>> start Text excerpt

On Mon, Dec 15, 2008 at 6:17 AM, Daniel Gruner <[email protected]> wrote:

>
> Hi Abhishek,
>
> Ok, so if I use
>
> nodes n0000,n0001
>
> it works.  The other two forms
>
> nodes n000[0-1]
> nodes n0000-n0001
>
> do NOT work.


No, n000[0-1] works. n0000-n0001 won't work. BJS supports node ranges
similar to all the other xcpu utils (xrx, xgroupset etc.) It is mandatory to
supply a range enclosed in [ ]



> It appears that your current bjs only accepts a
> comma-delimited list of nodes,
> and it is not yet clear to me that wildcards will work.


Wildcards don't work for any other utils either. I have some changes ready
that separate out the node range parsing, but it's mostly untested.
Wildcards can be done if there's a compelling reason for it.


>
>
> Now, to another question.  If I submit a job using bjssub, it sets up
> the environment variable "NODES" to contain a list of nodes that can
> be used by the owner of the job to submit jobs to.  In the old bproc
> it was just a list of numbers, which you used in the bpsh command.
> Here I got a list of numbers that don't necessarily make sense...  How
> would one run xrx with these?


You can't. Because the numbers don't make sense. It's a bug. You should see
it as:
"NODES=n0000, n0001"

I can reproduce the bug with the interactive mode. It probably went
untested, I'll look into it.



>  For example:
>
> [r...@dgk3 ~]# bjssub -n 2 -i -s 10000 /bin/bash
> Waiting for interactive job nodes.
> (nodes 0 6443568 6441632)
> Starting interactive job.

>> end Text excerpt
>> start Data extract

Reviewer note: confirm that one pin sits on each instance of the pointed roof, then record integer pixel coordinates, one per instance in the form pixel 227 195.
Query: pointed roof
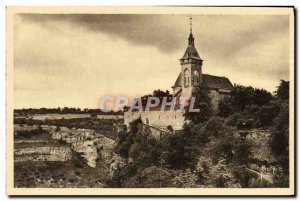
pixel 211 81
pixel 191 51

>> end Data extract

Problem to solve >> Write the next part of the mailing-list exchange about BJS node ranges and the NODES variable, picking up right after its last line.

Answer to this problem >>
> NODES=6443568,6441632
> JOBID=0
>
> so what do these numbers correspond to?  Typically in a batch
> environment you don't know which nodes get assigned to you, so the
> script you use to run the jobs must be told which nodes are yours to
> use.  Similarly for mpi programs.  Admittedly xmvapich still has some
> problems, but it runs with a list of nodes too, in just the same way
> as xrx.  Also, doing something like "xrx -a" should now look not at
> the total list of nodes as defined by statfs, but rather the locally
> defined list from, for example, an environment variable.  Could I
> suggest that the NODES variable be set to an "xcpu-aware" list of
> nodes, and then that the command set (xrx, xmvapich,...) look at it
> for resolution of the "-a" option?  It doesn't have to be NODES, but
> something unique could work.
>
> Thanks,
> Daniel
>
> On Sun, Dec 14, 2008 at 10:44 PM, Abhishek Kulkarni <[email protected]>
> wrote:
> >
> >
> > On Sun, Dec 14, 2008 at 8:29 PM, Daniel Gruner <[email protected]>
> wrote:
> >>
> >> On Sun, Dec 14, 2008 at 10:20 PM, Abhishek Kulkarni <
> [email protected]>
> >> wrote:
> >> >
> >> >
> >> > On Sun, Dec 14, 2008 at 7:04 PM, Daniel Gruner <[email protected]>
> >> > wrote:
> >> >>
> >> >> Hi Abhishek,
> >> >>
> >> >> Well, I compiled it and installed it (the Makefile needs work...),
> and
> >> >> it stays up as a daemon, but doesn't show any available nodes:
> >> >>
> >> >> [r...@dgk3 bjs]# bjsstat
> >> >> Pool: default   Nodes (total/up/free): 0/0/0
> >> >> ID      User     Command                        Requirements
> >> >>
> >> >> Did you change anything in the format for the bjs.conf file?
> >> >
> >> > Yes I added an extra option (statfs) which can be specified as:
> >> >
> >> > statfs      localhost!20003
> >> >
> >> > bjs would fetch the node information from statfs.
> >> > Although, the 'nodes' parameter in bjs.conf remains -- an intersection
> >> > set
> >> > of the two dictates the total nodes for bjs.
> >>
> >> Well, here is my bjs.conf, and regardless of whether I specify the
> >> nodes line or not, bjsstat does not appear to show any active nodes.
> >> I have not modified statfs in any way, so the port 20003 should still
> >> be fine.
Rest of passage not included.